- [Document segment]
- Church: Catholic Church
- Archdiocese: Mechelen-Brussels
- See: Mechelen-Brussels
- Appointed: 24 November 1961
- Term ended: 4 October 1979
- Predecessor: Jozef-Ernest van Roey
- Successor: Godfried Danneels
- Other post: Cardinal-Priest of San Pietro in Vincoli (1962–1996)
- Previous posts: Titular Bishop of Isinda (1945–1961) Auxiliary Bishop of Mechelen (1945–1961) President of the Belgian Episcopal Conference (1961–1979) Military Vicar of Belgium (1962–1979)

Orders
- Ordination: 4 September 1927 by Jozef-Ernest van Roey
- Consecration: 16 December 1945 by Jozef-Ernest van Roey
- Created cardinal: 19 March 1962 by Pope John XXIII
- Rank: Cardinal-Priest

Personal details
- Born: Leo Jozef Suenens 16 July 1904 Ixelles, Kingdom of Belgium
- Died: 6 May 1996 (aged 91) Brussels, Kingdom of Belgium
- Parents: Jean-Baptiste Suenens Jeanne Janssens
- Alma mater: Pontifical Gregorian University
- Motto: In Spiritu Sancto
- Coat of arms: Leo Jozef Suenens's coat of arms

= Leo Joseph Suenens =

Catholic cardinal

Leo Jozef Suenens (/ˈsuːnɛns/ SOO-nens) (16 July 1904 – 6 May 1996) was a Belgian Catholic prelate who served as Archbishop of Mechelen-Brussels from 1961 to 1979. He was elevated to the cardinalate in 1962.

Suenens was a leading voice at the Second Vatican Council advocating for reform in the Church.

- [Source material]
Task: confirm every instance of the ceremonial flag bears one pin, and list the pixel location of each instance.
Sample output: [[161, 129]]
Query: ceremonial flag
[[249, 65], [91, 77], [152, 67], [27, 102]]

- [Set exercise]
Reproduce the Leo Jozef Suenens biography above in full, word for word.

- [Full solution]
- Church: Catholic Church
- Archdiocese: Mechelen-Brussels
- See: Mechelen-Brussels
- Appointed: 24 November 1961
- Term ended: 4 October 1979
- Predecessor: Jozef-Ernest van Roey
- Successor: Godfried Danneels
- Other post: Cardinal-Priest of San Pietro in Vincoli (1962–1996)
- Previous posts: Titular Bishop of Isinda (1945–1961) Auxiliary Bishop of Mechelen (1945–1961) President of the Belgian Episcopal Conference (1961–1979) Military Vicar of Belgium (1962–1979)

Orders
- Ordination: 4 September 1927 by Jozef-Ernest van Roey
- Consecration: 16 December 1945 by Jozef-Ernest van Roey
- Created cardinal: 19 March 1962 by Pope John XXIII
- Rank: Cardinal-Priest

Personal details
- Born: Leo Jozef Suenens 16 July 1904 Ixelles, Kingdom of Belgium
- Died: 6 May 1996 (aged 91) Brussels, Kingdom of Belgium
- Parents: Jean-Baptiste Suenens Jeanne Janssens
- Alma mater: Pontifical Gregorian University
- Motto: In Spiritu Sancto
- Coat of arms: Leo Jozef Suenens's coat of arms

= Leo Joseph Suenens =

Catholic cardinal

Leo Jozef Suenens (/ˈsuːnɛns/ SOO-nens) (16 July 1904 – 6 May 1996) was a Belgian Catholic prelate who served as Archbishop of Mechelen-Brussels from 1961 to 1979. He was elevated to the cardinalate in 1962.

Suenens was a leading voice at the Second Vatican Council advocating for reform in the Church.